• **EXERCISES**
A - Rename "Gawad Kalinga" to "GK" in the text on Gawad Kalinga's funding and impact, and give it again from "And the resources" up to and including "Kalinga has raised.".
B - Rescale the listing from the line with "Locate the dark pupil;" up to and including the line with "(658, 1206)". Repeat only those lines, requests included, with each point coordinate in the answers multiplied by 0.85 and rounded to a whole number, halves rounded up.

• **PASSAGE PROVIDED**
The major sources of funds are corporations and sociocivic groups, the national and local governments, Filipino organizations abroad, schools and universities, and philanthropic families and individuals here and overseas.
While the sources are many, they have common characteristics— they are not subject to graft, are neither liable for misuse nor susceptible to abuse in aid of electioneering, and are devoted to the common good.
And the resources transcend borders. The government of Canada has been giving aid directly to Gawad Kalinga, especially for calamity victims; American companies like AIG USA, Fedex, UPS and Proctor & Gamble send funds from their head offices.
Neither does it for diplomatic or commercial advantage.
View the scale of the resources raised in these comparative terms. The entire budget of the Department of Agrarian Reform (P1.9 billion) plus the capital outlays for the Department of Education (P2.9 billion) plus the budget of the University of the Philippines system (P4 billion): The figure only slightly exceeds what Gawad Kalinga has raised.
Disproving truisms
To understand the significance of Tony Meloto requires seeing that he has disproved two truisms—that change can only come from reforms imposed from above, and that it can only be accomplished through a revolution from below.
He has dispelled an assumption central to both truisms—that change requires force, either political will or force of arms.
He has shown that brute force or pragmatic politics need not trump principles. He does so because he has harnessed People Power to fill in the gaps that politics can never fully address.
Gawad Kalinga is a potent force of 200,000 volunteers—a force that dwarfs the entire strength of the Armed Forces of the Philippines, which is 130,000 strong.
Meloto has mobilized those numbers because he knows that all mobilizations, if they are to last and have a beneficial effect, must appeal to the practical but be based on self-sacrifice.
Partnership, peace
The independent life of our nation has been a story of strife, but people like Tony Meloto have shown that an alternative lies in partnership, and peace.
To be sure, what Meloto set out to do is nothing new. What is new is that he has forged ahead and has something to show for it.
Turning principle into practice, and practice into a recipe for success, is his authentic, trailblazing, achievement.

• **ENTRIES SUPPLIED**
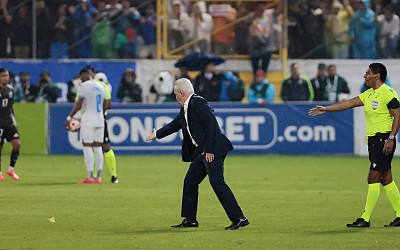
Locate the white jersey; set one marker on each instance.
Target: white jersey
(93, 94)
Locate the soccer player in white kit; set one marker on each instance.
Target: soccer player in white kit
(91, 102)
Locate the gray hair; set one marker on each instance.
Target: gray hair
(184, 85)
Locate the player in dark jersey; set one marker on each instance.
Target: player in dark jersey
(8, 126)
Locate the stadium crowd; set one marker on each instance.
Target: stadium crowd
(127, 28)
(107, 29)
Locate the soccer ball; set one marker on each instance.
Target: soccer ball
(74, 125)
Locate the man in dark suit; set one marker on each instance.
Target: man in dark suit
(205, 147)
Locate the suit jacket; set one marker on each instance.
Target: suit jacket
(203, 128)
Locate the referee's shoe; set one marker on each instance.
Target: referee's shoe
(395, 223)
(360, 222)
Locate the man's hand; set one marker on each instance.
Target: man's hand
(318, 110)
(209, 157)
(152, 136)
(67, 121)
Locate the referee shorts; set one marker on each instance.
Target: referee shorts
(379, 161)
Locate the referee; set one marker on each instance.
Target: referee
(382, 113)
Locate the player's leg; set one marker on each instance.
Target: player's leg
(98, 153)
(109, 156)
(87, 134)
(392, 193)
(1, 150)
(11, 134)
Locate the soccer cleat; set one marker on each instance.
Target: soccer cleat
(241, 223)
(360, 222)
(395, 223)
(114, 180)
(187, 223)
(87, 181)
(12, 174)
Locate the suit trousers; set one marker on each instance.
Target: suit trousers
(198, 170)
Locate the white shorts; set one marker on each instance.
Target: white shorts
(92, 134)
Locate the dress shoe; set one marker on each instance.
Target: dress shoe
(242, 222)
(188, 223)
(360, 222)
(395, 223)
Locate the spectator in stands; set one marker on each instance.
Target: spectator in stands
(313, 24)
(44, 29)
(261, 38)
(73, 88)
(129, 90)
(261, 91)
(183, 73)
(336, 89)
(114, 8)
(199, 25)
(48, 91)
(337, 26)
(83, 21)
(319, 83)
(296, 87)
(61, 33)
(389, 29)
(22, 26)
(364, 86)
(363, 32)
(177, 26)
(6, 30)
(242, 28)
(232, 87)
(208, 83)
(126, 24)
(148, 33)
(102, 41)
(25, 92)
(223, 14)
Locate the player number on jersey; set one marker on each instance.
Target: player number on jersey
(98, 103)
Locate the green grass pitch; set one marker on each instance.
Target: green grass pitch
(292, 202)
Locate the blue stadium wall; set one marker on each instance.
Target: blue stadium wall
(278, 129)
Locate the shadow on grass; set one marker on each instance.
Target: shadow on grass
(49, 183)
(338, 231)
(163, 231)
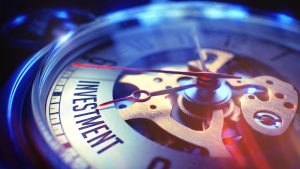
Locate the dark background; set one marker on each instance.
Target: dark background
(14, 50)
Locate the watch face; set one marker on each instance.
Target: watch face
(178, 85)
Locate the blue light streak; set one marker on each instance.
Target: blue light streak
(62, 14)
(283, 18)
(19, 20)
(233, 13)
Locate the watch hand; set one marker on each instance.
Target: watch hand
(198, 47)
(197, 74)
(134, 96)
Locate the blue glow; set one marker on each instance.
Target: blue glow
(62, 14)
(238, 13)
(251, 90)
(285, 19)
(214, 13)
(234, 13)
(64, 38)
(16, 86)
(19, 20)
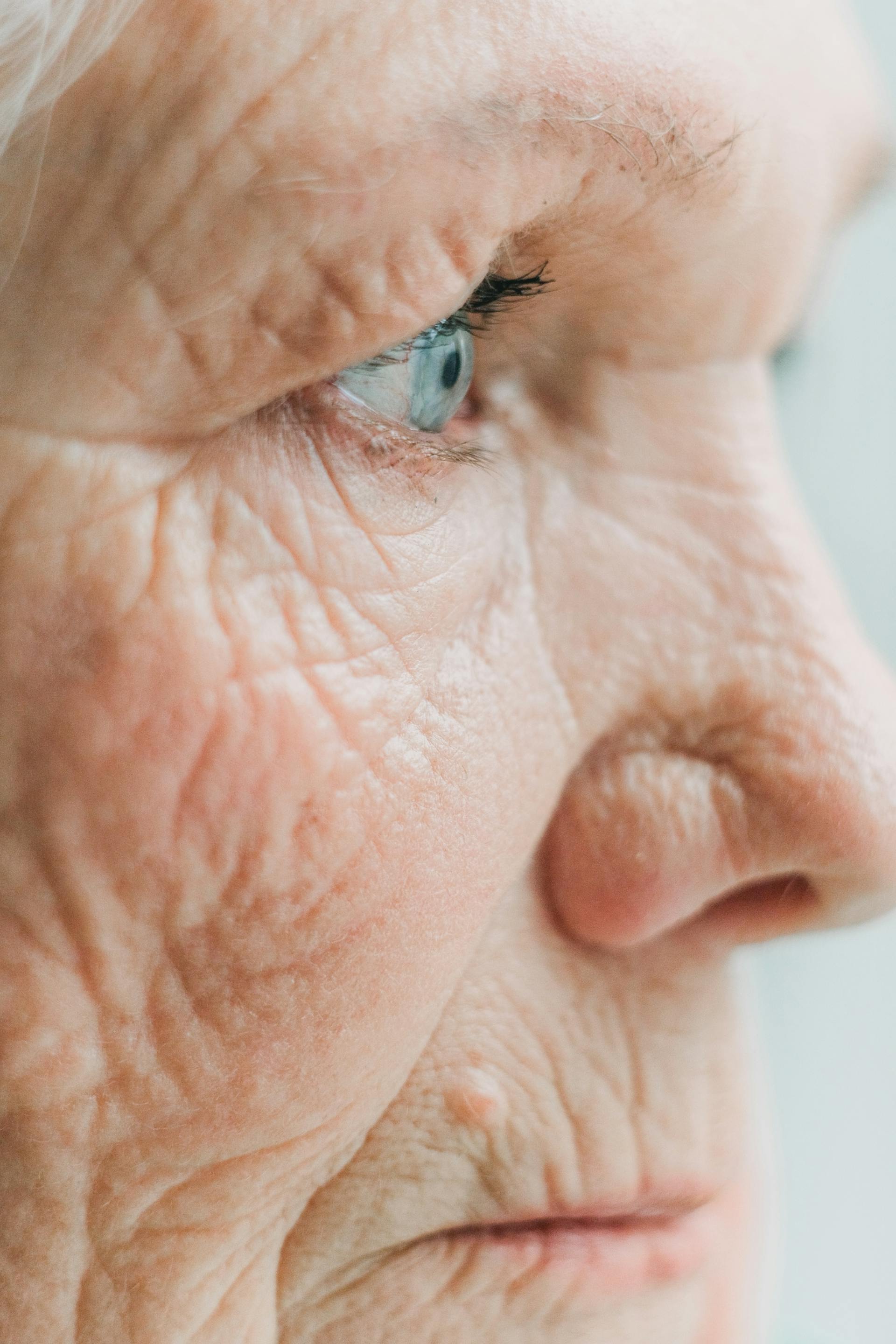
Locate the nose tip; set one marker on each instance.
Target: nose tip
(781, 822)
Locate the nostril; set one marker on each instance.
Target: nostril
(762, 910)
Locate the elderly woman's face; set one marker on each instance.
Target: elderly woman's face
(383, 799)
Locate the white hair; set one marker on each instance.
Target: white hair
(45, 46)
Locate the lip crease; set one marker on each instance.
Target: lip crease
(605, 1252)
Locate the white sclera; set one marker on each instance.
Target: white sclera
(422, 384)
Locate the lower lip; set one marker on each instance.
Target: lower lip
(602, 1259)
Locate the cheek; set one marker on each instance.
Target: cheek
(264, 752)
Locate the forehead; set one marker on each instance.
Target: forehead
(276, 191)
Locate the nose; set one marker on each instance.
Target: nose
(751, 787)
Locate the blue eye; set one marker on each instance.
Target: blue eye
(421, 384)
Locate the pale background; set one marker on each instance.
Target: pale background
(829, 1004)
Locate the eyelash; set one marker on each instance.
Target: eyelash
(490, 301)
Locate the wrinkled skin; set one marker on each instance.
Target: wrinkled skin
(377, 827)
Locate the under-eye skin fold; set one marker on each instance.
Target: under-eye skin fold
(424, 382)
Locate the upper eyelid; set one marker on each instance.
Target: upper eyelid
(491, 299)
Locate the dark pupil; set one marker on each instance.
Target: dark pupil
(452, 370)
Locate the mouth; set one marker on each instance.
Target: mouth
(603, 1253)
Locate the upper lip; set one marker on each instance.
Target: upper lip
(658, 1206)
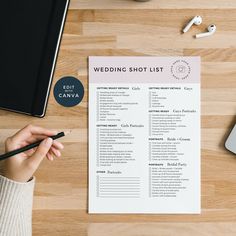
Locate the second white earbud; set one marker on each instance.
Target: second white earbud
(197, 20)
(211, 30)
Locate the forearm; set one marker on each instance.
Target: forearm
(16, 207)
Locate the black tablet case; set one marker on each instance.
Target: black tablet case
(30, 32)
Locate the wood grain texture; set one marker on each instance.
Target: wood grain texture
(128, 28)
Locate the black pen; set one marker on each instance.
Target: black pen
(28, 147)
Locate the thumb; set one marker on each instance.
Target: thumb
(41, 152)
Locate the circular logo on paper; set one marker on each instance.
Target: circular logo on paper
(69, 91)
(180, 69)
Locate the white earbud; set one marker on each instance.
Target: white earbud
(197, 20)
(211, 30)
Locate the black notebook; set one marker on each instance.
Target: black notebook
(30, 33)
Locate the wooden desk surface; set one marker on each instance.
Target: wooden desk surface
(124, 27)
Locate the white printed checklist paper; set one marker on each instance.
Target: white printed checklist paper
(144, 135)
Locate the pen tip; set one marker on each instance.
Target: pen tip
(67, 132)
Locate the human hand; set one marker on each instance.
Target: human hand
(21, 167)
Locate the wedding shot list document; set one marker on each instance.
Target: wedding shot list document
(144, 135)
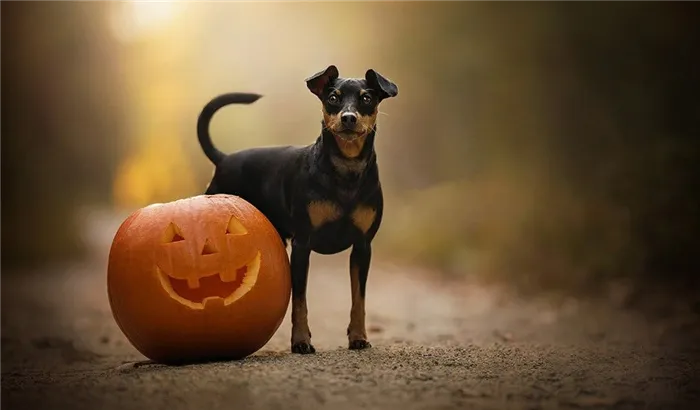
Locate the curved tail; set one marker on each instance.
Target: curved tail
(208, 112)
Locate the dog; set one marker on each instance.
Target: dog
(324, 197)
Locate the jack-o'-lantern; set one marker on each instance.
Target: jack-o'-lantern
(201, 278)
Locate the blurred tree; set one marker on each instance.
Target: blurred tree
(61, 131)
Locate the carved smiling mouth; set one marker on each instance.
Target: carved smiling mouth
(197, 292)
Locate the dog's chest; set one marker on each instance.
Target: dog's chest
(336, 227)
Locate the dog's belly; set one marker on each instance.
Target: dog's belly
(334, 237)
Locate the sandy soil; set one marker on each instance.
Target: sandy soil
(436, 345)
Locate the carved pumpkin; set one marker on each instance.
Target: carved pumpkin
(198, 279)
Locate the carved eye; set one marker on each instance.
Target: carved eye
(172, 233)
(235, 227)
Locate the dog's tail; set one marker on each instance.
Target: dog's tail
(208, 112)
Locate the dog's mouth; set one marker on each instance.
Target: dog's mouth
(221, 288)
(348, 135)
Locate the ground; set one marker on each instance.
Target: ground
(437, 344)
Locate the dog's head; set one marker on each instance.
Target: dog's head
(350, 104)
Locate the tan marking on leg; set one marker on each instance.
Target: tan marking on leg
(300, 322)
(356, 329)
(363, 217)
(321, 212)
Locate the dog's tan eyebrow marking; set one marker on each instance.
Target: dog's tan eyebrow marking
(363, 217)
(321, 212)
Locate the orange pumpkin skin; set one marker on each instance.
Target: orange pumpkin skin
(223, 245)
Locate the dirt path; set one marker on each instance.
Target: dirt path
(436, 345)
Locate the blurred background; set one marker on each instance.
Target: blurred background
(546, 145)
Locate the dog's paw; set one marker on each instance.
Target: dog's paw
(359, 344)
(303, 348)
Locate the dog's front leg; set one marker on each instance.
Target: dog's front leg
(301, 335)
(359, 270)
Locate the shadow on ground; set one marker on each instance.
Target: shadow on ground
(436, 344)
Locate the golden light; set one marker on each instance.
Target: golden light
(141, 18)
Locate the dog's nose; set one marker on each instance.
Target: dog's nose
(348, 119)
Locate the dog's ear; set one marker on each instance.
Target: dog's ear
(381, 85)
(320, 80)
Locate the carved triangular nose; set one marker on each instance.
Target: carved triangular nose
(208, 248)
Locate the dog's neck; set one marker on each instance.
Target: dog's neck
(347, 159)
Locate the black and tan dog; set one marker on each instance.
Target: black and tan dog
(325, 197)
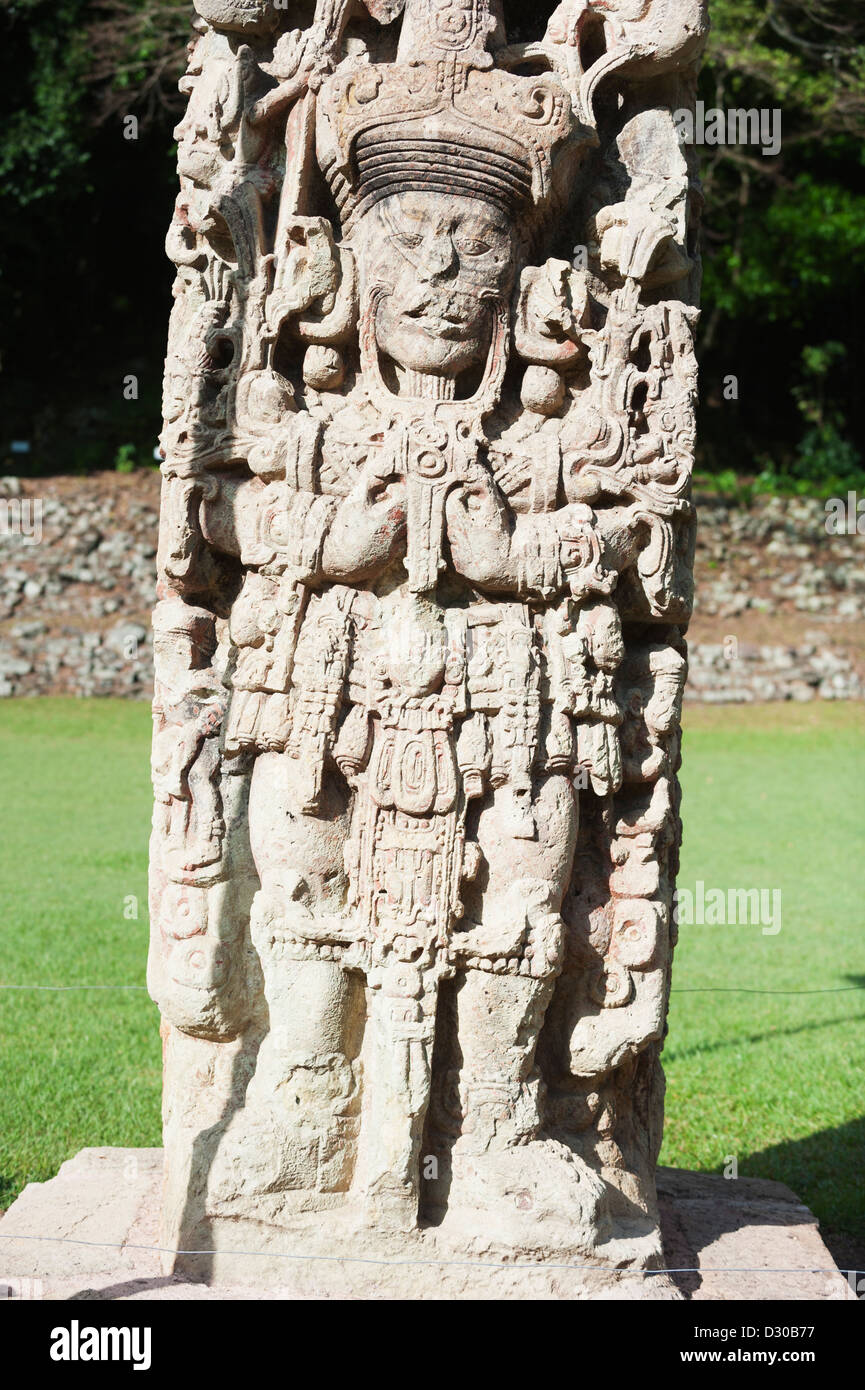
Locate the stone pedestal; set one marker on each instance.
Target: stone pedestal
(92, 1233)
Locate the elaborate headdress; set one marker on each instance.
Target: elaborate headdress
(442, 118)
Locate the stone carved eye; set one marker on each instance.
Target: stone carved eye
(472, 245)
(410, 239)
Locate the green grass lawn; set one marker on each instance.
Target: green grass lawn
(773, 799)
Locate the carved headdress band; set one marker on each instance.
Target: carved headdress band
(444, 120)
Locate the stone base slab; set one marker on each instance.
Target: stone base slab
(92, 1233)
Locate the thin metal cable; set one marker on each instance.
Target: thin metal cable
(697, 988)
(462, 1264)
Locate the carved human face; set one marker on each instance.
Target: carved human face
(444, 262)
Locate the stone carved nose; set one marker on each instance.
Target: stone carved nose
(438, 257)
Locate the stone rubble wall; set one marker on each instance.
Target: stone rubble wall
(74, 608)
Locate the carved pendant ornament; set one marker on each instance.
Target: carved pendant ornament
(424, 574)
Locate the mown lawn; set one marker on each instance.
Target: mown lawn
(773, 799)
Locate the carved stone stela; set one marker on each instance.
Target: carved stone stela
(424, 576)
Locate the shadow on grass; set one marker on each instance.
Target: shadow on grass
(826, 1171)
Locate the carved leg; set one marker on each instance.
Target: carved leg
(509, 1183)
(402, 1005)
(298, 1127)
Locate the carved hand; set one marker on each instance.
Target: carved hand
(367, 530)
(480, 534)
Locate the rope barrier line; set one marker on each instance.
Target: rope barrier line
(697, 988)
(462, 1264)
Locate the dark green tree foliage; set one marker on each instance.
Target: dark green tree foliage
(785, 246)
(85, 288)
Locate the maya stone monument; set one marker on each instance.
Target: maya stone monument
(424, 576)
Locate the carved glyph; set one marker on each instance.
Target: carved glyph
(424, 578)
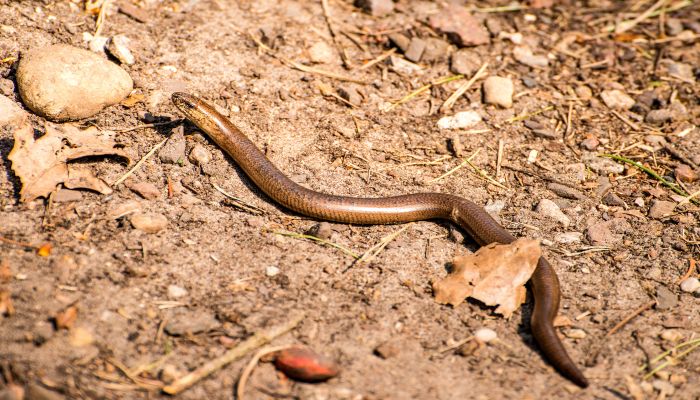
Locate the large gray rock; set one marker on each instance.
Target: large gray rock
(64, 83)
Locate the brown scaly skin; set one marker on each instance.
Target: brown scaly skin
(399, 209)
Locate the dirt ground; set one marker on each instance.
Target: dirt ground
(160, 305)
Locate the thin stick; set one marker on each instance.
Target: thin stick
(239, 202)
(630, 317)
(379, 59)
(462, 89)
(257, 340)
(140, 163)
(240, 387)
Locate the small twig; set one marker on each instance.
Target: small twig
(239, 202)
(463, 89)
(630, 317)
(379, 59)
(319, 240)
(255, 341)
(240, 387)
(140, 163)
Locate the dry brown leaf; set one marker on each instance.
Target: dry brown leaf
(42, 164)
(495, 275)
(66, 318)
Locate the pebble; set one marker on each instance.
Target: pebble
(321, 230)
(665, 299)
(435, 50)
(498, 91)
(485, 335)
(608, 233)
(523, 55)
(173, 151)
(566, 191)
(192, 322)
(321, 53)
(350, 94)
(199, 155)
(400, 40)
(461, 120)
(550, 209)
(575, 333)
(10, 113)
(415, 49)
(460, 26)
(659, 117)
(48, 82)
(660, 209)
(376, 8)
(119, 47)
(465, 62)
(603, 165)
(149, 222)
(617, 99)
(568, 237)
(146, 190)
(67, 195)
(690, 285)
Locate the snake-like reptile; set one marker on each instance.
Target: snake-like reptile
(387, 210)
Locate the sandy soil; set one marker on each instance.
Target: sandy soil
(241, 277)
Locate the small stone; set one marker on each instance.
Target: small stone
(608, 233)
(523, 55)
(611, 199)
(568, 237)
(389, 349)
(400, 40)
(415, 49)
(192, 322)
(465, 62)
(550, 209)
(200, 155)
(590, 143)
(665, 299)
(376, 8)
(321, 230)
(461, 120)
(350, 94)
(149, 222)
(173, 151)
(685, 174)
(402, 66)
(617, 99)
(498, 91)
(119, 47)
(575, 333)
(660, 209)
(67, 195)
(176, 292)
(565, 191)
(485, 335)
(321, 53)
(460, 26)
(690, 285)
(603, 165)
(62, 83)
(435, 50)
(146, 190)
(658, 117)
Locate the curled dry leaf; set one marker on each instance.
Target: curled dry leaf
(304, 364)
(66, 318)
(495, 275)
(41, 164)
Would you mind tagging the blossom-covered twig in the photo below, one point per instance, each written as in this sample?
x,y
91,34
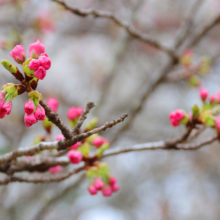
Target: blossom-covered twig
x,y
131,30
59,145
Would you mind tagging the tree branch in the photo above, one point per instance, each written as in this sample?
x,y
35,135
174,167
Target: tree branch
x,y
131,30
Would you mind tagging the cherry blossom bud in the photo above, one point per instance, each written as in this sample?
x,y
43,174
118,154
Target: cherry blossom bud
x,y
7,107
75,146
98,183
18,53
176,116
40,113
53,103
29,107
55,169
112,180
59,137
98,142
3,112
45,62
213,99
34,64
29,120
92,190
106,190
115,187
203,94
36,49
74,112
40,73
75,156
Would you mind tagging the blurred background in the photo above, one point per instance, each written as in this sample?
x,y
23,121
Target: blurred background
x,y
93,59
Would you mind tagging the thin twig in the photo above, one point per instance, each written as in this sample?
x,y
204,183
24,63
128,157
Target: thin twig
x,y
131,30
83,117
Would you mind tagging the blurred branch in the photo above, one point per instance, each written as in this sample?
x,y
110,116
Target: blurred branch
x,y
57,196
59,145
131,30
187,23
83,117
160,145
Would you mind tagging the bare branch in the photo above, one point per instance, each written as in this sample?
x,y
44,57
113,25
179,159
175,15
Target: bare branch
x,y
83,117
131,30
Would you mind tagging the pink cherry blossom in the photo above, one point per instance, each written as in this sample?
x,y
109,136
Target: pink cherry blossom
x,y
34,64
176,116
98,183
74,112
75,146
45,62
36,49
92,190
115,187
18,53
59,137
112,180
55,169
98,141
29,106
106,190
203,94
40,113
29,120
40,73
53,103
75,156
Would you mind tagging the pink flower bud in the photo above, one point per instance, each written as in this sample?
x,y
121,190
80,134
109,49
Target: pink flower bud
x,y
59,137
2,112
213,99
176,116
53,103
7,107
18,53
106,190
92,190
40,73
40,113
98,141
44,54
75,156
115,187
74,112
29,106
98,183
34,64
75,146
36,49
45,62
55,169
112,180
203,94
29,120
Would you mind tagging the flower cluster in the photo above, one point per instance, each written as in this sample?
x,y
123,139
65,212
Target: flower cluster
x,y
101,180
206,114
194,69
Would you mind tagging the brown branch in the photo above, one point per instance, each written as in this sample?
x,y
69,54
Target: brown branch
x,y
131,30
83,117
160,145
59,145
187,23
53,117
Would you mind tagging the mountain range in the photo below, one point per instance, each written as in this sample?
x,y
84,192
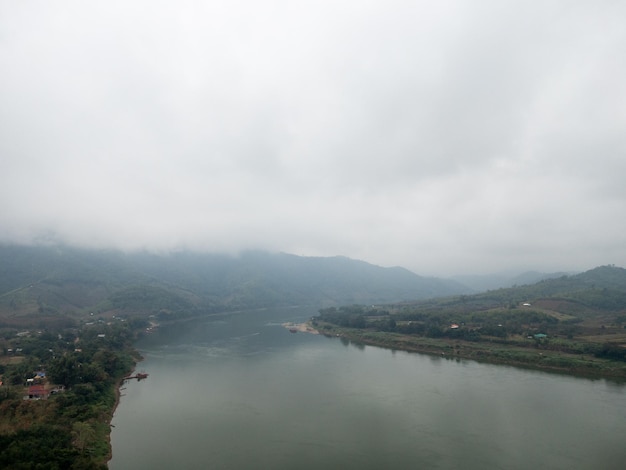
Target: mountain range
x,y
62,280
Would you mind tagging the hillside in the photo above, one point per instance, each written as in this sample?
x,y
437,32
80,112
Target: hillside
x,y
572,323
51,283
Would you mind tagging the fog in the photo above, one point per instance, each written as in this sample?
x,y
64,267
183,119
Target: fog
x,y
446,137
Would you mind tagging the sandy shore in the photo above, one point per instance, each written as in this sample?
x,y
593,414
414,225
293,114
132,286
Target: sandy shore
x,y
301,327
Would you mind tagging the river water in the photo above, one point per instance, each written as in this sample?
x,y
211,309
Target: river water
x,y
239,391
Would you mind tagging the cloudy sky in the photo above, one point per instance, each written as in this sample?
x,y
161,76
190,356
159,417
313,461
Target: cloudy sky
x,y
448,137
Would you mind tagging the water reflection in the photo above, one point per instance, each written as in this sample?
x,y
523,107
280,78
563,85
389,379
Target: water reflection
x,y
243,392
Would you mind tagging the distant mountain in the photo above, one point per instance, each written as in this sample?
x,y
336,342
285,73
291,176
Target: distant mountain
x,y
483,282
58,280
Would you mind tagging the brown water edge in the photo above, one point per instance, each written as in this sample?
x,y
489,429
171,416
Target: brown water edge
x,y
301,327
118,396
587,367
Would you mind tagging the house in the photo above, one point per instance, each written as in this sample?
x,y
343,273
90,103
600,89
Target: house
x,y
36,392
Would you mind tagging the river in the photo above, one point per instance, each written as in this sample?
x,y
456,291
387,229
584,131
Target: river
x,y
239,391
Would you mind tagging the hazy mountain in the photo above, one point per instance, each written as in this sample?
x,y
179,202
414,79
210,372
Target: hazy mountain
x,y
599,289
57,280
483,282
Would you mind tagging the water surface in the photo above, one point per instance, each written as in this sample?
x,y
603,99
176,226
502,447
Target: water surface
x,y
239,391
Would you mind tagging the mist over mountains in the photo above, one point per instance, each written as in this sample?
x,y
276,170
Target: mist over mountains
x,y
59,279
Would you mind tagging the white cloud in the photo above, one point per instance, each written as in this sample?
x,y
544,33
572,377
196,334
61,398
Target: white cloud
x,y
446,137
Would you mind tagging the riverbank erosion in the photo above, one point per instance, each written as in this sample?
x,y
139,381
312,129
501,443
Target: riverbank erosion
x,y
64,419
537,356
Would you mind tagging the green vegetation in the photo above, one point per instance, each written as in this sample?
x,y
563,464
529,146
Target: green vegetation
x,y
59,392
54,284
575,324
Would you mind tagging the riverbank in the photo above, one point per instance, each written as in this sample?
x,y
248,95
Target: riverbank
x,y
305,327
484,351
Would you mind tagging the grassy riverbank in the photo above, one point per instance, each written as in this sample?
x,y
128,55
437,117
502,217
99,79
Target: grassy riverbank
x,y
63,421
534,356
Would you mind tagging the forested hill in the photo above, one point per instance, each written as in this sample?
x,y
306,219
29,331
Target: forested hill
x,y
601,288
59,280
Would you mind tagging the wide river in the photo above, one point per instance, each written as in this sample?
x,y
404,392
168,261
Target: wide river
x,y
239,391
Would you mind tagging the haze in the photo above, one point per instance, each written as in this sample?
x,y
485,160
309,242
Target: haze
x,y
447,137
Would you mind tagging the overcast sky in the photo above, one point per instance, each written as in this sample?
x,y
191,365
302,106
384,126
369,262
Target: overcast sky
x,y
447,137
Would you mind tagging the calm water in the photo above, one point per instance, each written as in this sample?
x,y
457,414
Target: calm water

• **THE RESULTS**
A -
And the resources transcend borders. The government of Canada has been giving aid directly to GK, especially for calamity victims; American companies like AIG USA, Fedex, UPS and Proctor & Gamble send funds from their head offices.
Neither does it for diplomatic or commercial advantage.
View the scale of the resources raised in these comparative terms. The entire budget of the Department of Agrarian Reform (P1.9 billion) plus the capital outlays for the Department of Education (P2.9 billion) plus the budget of the University of the Philippines system (P4 billion): The figure only slightly exceeds what GK has raised.

B -
Locate the dark pupil; set one marker on each instance.
Target: dark pupil
(384, 315)
Locate the mouth; set one marker on each instance.
Target: mouth
(513, 1065)
Locate the upper lip; set one marker on each instance.
Target: upper lip
(559, 1025)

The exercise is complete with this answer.